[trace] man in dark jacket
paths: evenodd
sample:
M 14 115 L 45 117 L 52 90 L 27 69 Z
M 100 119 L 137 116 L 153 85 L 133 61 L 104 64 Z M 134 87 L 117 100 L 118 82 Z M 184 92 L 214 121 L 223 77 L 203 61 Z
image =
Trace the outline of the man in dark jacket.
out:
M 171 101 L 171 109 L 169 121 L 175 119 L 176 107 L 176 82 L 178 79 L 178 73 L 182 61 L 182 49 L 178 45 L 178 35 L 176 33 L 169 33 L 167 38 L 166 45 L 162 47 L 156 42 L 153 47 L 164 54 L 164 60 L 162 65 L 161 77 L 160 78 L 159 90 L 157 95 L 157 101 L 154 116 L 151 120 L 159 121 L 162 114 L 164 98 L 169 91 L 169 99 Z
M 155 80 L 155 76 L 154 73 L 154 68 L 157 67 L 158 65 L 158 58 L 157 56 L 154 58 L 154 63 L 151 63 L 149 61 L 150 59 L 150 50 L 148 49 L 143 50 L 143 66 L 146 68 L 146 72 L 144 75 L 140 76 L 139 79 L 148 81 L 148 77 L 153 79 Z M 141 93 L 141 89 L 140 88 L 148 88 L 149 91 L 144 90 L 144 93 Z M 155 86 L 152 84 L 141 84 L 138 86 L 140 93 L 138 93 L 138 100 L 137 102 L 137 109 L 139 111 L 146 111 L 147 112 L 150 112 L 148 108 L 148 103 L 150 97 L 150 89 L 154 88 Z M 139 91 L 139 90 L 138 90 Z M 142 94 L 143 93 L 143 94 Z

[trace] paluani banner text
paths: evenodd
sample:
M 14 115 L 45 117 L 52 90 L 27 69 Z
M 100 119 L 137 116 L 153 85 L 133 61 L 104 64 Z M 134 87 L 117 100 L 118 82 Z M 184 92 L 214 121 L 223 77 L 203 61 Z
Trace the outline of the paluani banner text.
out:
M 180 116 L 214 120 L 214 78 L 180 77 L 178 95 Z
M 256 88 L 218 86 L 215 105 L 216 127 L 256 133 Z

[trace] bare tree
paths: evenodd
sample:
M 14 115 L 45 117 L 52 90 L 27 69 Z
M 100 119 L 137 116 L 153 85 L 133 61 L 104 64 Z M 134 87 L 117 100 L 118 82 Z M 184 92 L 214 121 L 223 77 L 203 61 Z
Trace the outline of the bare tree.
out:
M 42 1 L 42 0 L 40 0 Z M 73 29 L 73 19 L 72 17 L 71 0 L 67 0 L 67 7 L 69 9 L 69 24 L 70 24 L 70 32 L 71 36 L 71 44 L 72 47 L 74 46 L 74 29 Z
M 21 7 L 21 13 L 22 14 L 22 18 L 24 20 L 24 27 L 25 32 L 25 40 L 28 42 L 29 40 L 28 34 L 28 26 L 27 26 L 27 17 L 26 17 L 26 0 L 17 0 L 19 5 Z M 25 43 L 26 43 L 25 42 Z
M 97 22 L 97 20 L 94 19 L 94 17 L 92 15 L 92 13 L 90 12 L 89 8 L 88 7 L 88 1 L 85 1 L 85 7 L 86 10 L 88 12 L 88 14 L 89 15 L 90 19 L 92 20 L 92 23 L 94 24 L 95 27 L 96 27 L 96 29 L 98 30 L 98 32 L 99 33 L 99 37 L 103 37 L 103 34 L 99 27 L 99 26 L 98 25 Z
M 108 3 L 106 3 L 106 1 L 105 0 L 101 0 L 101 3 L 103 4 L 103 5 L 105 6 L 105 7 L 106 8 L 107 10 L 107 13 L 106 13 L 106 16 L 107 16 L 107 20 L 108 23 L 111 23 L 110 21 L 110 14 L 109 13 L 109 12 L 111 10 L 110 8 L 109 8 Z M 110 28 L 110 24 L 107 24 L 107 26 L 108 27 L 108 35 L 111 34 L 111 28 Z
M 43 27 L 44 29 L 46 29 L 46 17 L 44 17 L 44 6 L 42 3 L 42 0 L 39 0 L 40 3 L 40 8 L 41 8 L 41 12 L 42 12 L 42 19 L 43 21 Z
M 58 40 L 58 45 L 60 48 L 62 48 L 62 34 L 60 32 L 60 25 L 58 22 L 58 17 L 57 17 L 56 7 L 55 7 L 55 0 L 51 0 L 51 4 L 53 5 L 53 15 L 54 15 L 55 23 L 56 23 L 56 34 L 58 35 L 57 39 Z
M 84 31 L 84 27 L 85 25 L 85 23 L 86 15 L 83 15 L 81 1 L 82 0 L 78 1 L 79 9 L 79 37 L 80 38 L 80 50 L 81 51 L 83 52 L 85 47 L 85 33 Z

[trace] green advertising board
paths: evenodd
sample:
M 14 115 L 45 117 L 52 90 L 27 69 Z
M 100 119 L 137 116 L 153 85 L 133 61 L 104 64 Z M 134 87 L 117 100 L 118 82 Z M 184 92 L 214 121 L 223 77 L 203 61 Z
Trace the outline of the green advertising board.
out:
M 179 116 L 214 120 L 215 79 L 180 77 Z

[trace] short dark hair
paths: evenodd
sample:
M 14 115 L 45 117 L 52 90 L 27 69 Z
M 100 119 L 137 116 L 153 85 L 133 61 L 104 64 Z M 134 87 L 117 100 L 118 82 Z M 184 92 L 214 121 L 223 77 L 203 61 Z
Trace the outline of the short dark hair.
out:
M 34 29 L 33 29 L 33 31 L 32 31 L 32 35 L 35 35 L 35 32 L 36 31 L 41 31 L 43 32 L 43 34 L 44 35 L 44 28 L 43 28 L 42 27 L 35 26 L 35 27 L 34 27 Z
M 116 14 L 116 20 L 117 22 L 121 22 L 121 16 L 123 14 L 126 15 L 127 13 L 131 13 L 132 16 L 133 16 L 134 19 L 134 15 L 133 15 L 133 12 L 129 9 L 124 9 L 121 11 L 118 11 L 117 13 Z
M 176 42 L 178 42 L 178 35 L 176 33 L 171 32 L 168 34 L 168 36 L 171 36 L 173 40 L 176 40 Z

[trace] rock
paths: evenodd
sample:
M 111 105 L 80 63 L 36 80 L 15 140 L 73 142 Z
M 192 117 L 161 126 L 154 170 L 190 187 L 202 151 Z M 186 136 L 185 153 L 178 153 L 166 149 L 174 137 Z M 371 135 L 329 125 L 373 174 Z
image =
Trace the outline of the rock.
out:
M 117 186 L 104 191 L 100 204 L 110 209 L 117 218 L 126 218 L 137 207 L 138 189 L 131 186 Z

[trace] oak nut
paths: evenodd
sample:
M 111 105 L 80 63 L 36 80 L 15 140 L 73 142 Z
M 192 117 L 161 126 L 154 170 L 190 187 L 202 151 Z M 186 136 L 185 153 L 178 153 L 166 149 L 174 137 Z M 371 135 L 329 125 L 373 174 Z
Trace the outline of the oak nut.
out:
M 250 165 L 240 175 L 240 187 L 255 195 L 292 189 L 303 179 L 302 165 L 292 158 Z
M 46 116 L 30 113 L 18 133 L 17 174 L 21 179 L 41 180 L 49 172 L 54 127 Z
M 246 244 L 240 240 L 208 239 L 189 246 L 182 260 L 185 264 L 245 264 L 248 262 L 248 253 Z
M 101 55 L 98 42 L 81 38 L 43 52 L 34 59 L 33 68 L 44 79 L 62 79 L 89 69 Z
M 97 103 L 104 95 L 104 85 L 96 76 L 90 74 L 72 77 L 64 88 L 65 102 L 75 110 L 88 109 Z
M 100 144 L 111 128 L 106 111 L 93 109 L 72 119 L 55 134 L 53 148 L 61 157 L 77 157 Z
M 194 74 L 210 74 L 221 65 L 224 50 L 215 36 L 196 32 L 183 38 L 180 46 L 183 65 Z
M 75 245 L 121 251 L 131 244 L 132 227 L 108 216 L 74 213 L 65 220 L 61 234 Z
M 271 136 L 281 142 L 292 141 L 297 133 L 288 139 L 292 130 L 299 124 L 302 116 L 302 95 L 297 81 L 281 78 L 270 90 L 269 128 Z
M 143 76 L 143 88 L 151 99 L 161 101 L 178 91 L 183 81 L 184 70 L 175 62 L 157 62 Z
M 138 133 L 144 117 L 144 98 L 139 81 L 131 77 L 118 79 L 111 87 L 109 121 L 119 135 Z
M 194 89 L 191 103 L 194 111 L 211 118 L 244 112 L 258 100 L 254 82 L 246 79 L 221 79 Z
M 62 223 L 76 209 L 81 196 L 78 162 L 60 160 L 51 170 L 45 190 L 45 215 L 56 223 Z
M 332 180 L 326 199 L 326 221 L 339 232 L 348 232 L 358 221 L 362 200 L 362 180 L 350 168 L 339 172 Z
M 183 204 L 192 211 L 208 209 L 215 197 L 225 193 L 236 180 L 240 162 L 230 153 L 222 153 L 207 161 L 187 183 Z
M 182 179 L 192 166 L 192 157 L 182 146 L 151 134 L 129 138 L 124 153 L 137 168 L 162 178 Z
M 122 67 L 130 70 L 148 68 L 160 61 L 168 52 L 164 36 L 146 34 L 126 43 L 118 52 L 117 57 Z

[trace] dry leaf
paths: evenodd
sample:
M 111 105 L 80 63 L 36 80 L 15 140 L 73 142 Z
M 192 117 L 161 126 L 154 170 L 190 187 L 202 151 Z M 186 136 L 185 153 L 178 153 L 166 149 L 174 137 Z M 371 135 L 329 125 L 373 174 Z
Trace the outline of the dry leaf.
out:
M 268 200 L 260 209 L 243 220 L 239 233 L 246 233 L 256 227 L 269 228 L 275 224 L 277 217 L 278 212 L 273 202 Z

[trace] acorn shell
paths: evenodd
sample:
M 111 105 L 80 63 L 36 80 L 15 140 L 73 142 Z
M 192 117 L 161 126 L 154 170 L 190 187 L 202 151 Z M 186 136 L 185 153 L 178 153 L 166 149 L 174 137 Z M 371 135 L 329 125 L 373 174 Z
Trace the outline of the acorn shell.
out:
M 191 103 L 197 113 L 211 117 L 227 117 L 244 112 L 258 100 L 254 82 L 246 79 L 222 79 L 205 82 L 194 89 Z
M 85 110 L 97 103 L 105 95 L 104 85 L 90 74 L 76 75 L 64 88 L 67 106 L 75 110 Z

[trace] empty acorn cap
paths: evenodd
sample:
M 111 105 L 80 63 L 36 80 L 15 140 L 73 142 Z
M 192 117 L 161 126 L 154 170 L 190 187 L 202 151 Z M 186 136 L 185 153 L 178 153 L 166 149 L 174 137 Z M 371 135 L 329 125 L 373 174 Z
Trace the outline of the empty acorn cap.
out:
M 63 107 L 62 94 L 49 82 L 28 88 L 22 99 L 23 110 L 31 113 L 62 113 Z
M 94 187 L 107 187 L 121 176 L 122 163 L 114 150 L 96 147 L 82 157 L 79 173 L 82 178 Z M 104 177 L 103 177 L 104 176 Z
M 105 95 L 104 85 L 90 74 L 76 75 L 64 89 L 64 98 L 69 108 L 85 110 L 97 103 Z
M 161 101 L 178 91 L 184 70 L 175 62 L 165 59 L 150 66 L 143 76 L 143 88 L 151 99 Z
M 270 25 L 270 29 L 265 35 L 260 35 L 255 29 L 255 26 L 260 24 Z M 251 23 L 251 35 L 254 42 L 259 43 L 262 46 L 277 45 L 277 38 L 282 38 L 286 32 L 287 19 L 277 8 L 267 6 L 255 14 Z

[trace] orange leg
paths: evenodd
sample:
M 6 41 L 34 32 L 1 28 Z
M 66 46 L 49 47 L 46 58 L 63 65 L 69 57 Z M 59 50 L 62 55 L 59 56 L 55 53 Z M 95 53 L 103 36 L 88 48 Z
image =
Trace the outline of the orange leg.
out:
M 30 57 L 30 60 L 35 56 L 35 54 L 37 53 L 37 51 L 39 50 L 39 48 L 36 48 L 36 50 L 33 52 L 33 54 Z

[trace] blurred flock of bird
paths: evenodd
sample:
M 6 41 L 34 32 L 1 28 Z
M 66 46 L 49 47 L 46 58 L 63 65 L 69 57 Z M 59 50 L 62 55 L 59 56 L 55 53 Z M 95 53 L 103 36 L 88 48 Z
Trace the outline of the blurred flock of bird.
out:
***
_Exercise goal_.
Repeat the lines from the one holding "[trace] acorn shell" through the one holding "M 85 110 L 97", inclusive, switching "shell" to "husk" and leaving everything else as it is.

_Solution below_.
[trace] acorn husk
paths: evenodd
sample:
M 111 105 L 80 63 L 36 80 L 15 140 L 73 142 Z
M 192 117 L 161 126 L 154 170 L 190 187 L 202 151 Z M 186 136 L 185 153 L 178 153 L 166 149 L 174 137 Z M 371 135 L 329 125 L 373 174 Z
Trace the outline of the acorn husk.
out:
M 191 103 L 197 113 L 211 117 L 227 117 L 244 112 L 258 100 L 254 82 L 246 79 L 222 79 L 205 82 L 194 89 Z
M 85 110 L 97 103 L 105 95 L 104 85 L 90 74 L 76 75 L 64 88 L 67 106 L 75 110 Z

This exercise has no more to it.